* [Raw records]
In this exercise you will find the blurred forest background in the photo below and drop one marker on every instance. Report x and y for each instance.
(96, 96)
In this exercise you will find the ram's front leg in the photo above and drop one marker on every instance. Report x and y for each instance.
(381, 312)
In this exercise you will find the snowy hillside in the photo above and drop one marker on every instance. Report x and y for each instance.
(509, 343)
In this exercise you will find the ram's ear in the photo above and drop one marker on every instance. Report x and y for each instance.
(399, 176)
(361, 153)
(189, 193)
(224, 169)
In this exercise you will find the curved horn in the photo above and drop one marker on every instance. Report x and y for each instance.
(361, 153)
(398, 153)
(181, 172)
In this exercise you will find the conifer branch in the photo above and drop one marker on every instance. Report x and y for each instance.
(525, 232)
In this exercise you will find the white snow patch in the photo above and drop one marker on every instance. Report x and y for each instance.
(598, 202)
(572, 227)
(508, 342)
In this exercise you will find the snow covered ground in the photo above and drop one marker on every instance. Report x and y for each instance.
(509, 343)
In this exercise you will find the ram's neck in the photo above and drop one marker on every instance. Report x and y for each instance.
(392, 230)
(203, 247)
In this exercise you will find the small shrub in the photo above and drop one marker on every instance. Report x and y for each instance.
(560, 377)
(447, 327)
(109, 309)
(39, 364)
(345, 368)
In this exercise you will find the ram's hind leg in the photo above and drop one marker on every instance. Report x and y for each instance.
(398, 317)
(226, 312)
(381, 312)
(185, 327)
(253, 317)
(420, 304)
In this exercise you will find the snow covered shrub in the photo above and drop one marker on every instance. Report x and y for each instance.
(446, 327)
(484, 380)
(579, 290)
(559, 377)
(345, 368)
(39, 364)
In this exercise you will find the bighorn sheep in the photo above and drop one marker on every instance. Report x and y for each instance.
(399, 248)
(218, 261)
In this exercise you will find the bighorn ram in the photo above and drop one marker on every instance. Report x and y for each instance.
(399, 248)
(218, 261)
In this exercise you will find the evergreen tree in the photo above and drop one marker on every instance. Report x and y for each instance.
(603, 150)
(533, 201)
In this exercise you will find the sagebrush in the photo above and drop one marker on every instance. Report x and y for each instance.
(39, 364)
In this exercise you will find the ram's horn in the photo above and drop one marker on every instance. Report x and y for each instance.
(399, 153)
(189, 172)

* [Aim of the exercise] Can you retype all of the material above word for word, keeping every line in its original order?

* [Reply]
In this exercise you will find the blurred forest background in the photo below and drop one marker on every instance. Report x and y for each instance.
(96, 96)
In this exercise you will find the ram's front leg in the photo above and drop one marker on every instance. Report x and y for each instance.
(381, 312)
In this exercise you will find the snowy hillside in the photo above and drop one marker on every instance. Report x and y for each instance.
(509, 343)
In this exercise you will find the ram's ear in the photo above and drop one marker on every instance. Report x and y for each instance.
(399, 176)
(361, 153)
(189, 193)
(224, 169)
In this exercise you will find the curved horn in the photo above and drop one marker on every instance. Report x and y for each instance.
(361, 153)
(398, 153)
(181, 172)
In this exercise you will find the conifer branch in the photo above and drop one marker on every instance. Report x and y for each instance.
(525, 232)
In this exercise you will find the white snow patch in the photo above and drop one marker on every instance. Report x and y for each instance.
(598, 202)
(572, 227)
(508, 342)
In this exercise you will find the snow covered ground in the photo above and drop one marker on every instance. Report x and y for each instance.
(509, 343)
In this exercise you will find the ram's neck in the photo above and drop one marker on every instance. Report x and y for each instance.
(392, 230)
(203, 247)
In this exercise you will find the small shrub in the photo above and drop one marker on every instance. Report x and y for each instance.
(560, 377)
(447, 327)
(109, 309)
(39, 364)
(345, 368)
In this exercise you will find the ram's hind leg in the photo above and drop one marker on every instance. Report x and y for each instance.
(398, 317)
(226, 312)
(381, 312)
(185, 327)
(253, 317)
(420, 304)
In this exercise you will find the snow covered shrub in the photo above and drop one marker on every instance. Report x and y for each instance.
(446, 327)
(484, 380)
(579, 290)
(559, 377)
(345, 368)
(39, 364)
In this exercise you will find the bighorn sheep in the photo above and drop one marker on every instance. Report x and y for each instance.
(399, 248)
(218, 261)
In this exercise you will find the bighorn ram in the photo above and drop one marker on every instance. Report x and y for each instance.
(399, 248)
(218, 261)
In this exercise you will find the evergreen tree in the photo above and drop one marker on every instance. Report x and y for each instance.
(603, 150)
(533, 201)
In this exercise you will find the sagebrush in the photo above and drop one marker on every instance. Report x and y for each instance.
(39, 364)
In this exercise you will find the ram's horn in the photo above and drop one marker on every instance. Report x and y for each instance.
(399, 153)
(189, 172)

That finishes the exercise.